Work instruction: Can you retype every record below exactly as written?

Provided records:
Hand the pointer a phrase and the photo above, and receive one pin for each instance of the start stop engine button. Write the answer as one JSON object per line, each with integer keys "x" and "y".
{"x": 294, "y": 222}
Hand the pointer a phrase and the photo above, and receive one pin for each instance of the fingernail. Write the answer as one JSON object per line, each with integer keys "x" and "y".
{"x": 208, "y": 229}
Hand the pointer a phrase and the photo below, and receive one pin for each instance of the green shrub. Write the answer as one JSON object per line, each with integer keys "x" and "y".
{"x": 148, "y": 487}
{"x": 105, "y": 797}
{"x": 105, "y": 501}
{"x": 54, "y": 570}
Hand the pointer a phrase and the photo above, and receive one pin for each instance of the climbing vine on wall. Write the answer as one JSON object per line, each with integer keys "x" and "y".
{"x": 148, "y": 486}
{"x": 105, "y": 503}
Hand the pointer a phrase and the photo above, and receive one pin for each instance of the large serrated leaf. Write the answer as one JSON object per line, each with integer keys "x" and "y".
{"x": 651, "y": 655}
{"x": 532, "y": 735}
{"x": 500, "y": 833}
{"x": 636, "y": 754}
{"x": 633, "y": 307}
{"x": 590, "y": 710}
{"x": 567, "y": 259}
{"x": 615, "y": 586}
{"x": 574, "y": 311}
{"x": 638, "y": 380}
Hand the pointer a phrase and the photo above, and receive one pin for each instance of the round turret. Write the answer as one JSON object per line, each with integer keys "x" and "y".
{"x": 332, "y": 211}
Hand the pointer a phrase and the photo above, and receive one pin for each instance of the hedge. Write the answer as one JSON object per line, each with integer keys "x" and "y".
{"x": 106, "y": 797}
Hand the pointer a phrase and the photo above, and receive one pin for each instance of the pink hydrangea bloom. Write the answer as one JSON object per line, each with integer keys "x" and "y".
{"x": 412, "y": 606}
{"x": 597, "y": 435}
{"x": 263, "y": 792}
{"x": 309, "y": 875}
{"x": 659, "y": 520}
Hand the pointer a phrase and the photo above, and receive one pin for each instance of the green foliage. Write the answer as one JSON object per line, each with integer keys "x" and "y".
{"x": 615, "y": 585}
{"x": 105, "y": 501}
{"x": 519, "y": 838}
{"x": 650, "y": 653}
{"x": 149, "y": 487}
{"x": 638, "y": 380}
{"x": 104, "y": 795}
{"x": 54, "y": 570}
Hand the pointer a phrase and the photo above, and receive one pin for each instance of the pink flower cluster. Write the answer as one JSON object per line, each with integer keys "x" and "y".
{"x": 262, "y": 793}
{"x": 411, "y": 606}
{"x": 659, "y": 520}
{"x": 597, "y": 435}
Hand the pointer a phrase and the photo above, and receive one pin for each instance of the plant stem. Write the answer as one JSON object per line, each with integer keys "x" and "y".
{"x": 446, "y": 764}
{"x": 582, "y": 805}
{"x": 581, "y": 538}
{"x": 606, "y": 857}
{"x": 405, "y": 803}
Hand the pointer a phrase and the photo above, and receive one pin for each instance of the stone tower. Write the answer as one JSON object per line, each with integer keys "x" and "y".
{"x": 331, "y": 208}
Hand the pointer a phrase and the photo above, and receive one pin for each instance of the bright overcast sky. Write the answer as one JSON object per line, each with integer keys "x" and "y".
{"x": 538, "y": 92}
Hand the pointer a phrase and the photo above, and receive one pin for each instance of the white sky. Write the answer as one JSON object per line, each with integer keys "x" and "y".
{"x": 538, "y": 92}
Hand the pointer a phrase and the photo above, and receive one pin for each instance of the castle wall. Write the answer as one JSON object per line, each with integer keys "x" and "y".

Answer for this exercise:
Hand the pointer a phrase and the photo above, and receive one pin for each instance of the start stop engine button. Write the answer as one JSON object per line, each with integer keys "x" and "y".
{"x": 294, "y": 222}
Hand the pointer a phrase and the photo above, and receive one pin for each instance of the fingernail. Write the answer as one JSON object per line, each with integer keys "x" and "y".
{"x": 208, "y": 229}
Hand the pointer a phrase and the photo below, and receive one pin for each instance of the green shrub. Write the answer as one JSON object per line, each with integer keys "x" and "y".
{"x": 148, "y": 487}
{"x": 105, "y": 797}
{"x": 105, "y": 501}
{"x": 54, "y": 570}
Hand the pointer a phrase and the photo above, and receive one pin for each instance of the climbing vine on wall. Write the answer as one JSON object per line, each with integer keys "x" and "y".
{"x": 148, "y": 486}
{"x": 105, "y": 503}
Hand the pointer a phrase and the photo above, and receive one pin for each instance of the large serrated leaf. Write the answer as one JSON object per line, each with integer keys "x" and "y".
{"x": 651, "y": 655}
{"x": 532, "y": 735}
{"x": 500, "y": 833}
{"x": 636, "y": 754}
{"x": 633, "y": 307}
{"x": 590, "y": 710}
{"x": 567, "y": 259}
{"x": 615, "y": 586}
{"x": 574, "y": 311}
{"x": 638, "y": 380}
Hand the pointer a phrase and the photo above, and receive one pin for each instance of the round turret. Write the answer as one JSON object per line, each with integer keys "x" and "y".
{"x": 332, "y": 211}
Hand the pointer a phrase and the photo above, and receive one pin for each instance of the hedge. Write the answer as one JSON object per line, each with integer keys "x" and "y".
{"x": 106, "y": 797}
Hand the pointer a phrase and the photo above, and receive one pin for each instance of the pink hydrangea bloom. Write the answer as one JSON object per line, each with integer keys "x" and "y".
{"x": 412, "y": 606}
{"x": 597, "y": 435}
{"x": 263, "y": 792}
{"x": 309, "y": 875}
{"x": 659, "y": 520}
Hand the pointer a phrase and the photo above, and receive one pin for each instance of the green foliage. Write the answer as one JSON object per line, each with integer keys "x" and "y".
{"x": 615, "y": 585}
{"x": 105, "y": 501}
{"x": 519, "y": 838}
{"x": 650, "y": 653}
{"x": 149, "y": 487}
{"x": 638, "y": 380}
{"x": 104, "y": 795}
{"x": 54, "y": 570}
Hand the pointer a phrase and the photo above, and receive one pin for each instance of the pink flower cluster. Write the answer as one JSON object per line, each with integer keys "x" and "y".
{"x": 262, "y": 793}
{"x": 411, "y": 606}
{"x": 659, "y": 520}
{"x": 597, "y": 435}
Hand the pointer a phrase and the photo above, and receive one pin for each instance of the plant stem. Write the answer as one JSON object per line, each with integer keys "x" and "y".
{"x": 446, "y": 764}
{"x": 582, "y": 805}
{"x": 581, "y": 538}
{"x": 606, "y": 857}
{"x": 405, "y": 803}
Hand the pointer a phrase and the photo above, and receive one pin for each instance of the stone tower. Write the answer as one JSON object per line, each with integer keys "x" and "y".
{"x": 331, "y": 208}
Hand the pointer a phrase and the photo above, and receive one pin for each instance of the bright overcast sky. Write the answer as one JSON object per line, each with integer keys "x" and "y".
{"x": 538, "y": 92}
Hand the pointer a phrase and the photo above, and receive one pin for each instance of the white sky. Write the answer as one JSON object per line, each with integer keys "x" and "y".
{"x": 538, "y": 92}
Hand the pointer a phrase and the photo above, and receive one pin for each instance of the castle wall. Write the answer as one JSON object per line, each with integer keys "x" and "y".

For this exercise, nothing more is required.